* **练习文本**
.....

1953年深冬,那年出奇地冷,我和多病的母亲相依为命住在北京。当时,我是北京第五中学的学生,既不懂治病,也不明白如何护理病人。放学回家,看到母亲有病,真是又急又愁。后来,我在书店发现有本杂志叫《大众医学》。这本杂志里有许多医学知识,更重要的是我这名中学生能看懂、能明白,甚至能用这些知识来照顾多病的母亲。从此,我就爱上了这本杂志,每期必读。看懂、理解了以后,便仔细保存。
之后的几年里,《大众医学》陪伴我从中学步入了大学。1956年9月,我怀着对医学的无限憧憬和热爱,带着几年来保存的厚厚一叠《大众医学》杂志,开始了我的医学人生路。
在大学五年的日日夜夜里,特别是在临床实习时,我经常翻阅《大众医学》杂志,从中学到了许多别人学不到的知识。《大众医学》的“消化道疾病专号”“循环系疾病专号”“寄生虫病专号”“皮肤性病专号”“眼耳鼻咽喉病专号”里,刊出的都是难得一见的我国一流医学专家撰写的文章,如黄家驷、胡传揆,裘法祖、王光超,朱德生等。这些文章既有很好的科普性,又有很深的理论和科学性。正因为如此,我的临床成绩一直处于上游,且知识面广,《大众医学》可谓功不可没。
1961年,我毕业留校成为天津医科大学总医院的一名青年医生。1963年,在朱德生教授的指导下,我的第一篇学术论文发表。随后,众所周知的“史无前例”的运动开始了。从此,我再没见到过《大众医学》。但是,1953~1956年的《大众医学》杂志,我一直珍藏到现在。掐指算来,这些杂志已经陪伴我走过了50年的医学之路。

.....

* **所列各行**
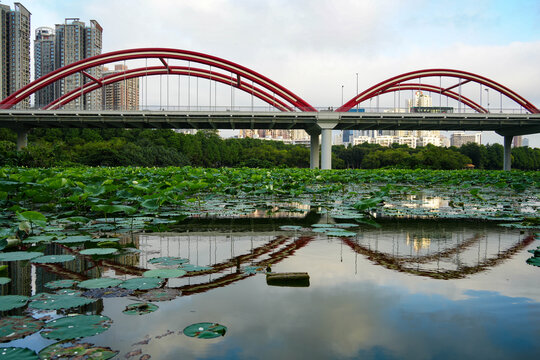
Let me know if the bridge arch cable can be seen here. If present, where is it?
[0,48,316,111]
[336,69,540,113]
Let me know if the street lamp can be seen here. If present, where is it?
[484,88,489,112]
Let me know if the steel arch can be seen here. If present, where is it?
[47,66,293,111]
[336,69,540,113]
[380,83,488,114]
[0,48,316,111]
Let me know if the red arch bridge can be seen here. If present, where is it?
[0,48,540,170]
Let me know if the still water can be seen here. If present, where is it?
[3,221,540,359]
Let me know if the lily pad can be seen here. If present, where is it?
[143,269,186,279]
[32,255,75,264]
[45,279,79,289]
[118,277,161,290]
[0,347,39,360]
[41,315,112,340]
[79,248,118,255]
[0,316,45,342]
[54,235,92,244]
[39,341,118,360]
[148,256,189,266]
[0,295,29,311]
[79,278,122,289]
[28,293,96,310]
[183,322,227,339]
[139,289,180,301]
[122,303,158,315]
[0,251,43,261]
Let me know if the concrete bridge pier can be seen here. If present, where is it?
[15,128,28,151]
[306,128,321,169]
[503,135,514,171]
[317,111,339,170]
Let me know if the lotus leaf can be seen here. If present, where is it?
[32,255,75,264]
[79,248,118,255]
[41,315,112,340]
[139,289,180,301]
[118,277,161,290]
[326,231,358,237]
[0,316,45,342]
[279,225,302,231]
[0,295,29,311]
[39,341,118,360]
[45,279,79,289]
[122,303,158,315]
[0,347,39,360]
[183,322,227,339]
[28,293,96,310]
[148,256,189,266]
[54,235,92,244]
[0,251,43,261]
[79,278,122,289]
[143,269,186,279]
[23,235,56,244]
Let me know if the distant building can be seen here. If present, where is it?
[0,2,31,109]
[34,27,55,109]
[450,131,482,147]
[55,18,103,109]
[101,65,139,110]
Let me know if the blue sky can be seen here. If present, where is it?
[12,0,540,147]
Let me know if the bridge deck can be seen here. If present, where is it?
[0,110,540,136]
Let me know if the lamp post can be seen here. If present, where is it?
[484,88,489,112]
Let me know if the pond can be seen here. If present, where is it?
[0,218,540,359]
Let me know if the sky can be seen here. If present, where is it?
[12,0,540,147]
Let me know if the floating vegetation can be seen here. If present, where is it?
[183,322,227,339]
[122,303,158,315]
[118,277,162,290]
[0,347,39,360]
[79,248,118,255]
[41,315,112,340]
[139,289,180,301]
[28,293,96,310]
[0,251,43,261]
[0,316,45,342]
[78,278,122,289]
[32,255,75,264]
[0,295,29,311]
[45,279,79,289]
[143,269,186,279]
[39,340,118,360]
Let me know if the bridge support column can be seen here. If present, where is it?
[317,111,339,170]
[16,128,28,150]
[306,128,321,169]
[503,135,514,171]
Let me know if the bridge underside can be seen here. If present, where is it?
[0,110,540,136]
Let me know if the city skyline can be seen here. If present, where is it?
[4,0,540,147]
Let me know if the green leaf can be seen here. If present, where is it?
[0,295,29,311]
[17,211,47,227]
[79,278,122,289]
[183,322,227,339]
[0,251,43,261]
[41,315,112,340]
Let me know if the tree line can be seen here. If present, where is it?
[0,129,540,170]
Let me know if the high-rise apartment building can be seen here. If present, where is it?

.....

* **任务 A**
把练习文本中以“在大学五年的日日夜夜里”开头的那一段改写得更简短,保留主要事实。
* **任务 B**
续写这篇讲述与《大众医学》杂志结缘的练习文本,从最后一句之后接着写。

* **书面作答 A**
大学五年,尤其是临床实习期间,我常翻阅《大众医学》,学到许多别人学不到的知识。杂志的消化道疾病、循环系疾病、寄生虫病、皮肤性病、眼耳鼻咽喉病等专号,刊登了黄家驷、胡传揆、裘法祖、王光超、朱德生等我国一流医学专家的文章。这些文章既通俗易懂,又有很深的理论性和科学性。因此,我的临床成绩一直处于上游,知识面也广,这本杂志功不可没。

* **书面作答 B**
文革结束以后,我陆续撰写了约300万字的医学专著,发表了100多篇医学科普文章。近10多年来,我一直坚持在天津广播电台和天津电视台的悄悄话节目(每周一次)宣传医学科普知识。
如今,我已届古稀之年。近日欣闻曾经停刊的《大众医学》杂志已于1978年复刊。经过多年的历练,如今的《大众医学》已是旧貌换新颜,但向大众传播医学保健知识的宗旨未变。我在激动兴奋之余,得知今年正值《大众医学》60周年庆典,遂写下这点回忆和感想,希望今后能继续与《大众医学》做“好朋友”,为我国的医学发展再做些工作。也希望《大众医学》能像在50多年前引导我们这一代人一样,在今后不断引导我国一代又一代青年,走进医学殿堂,为我国医学的发展做出更大贡献。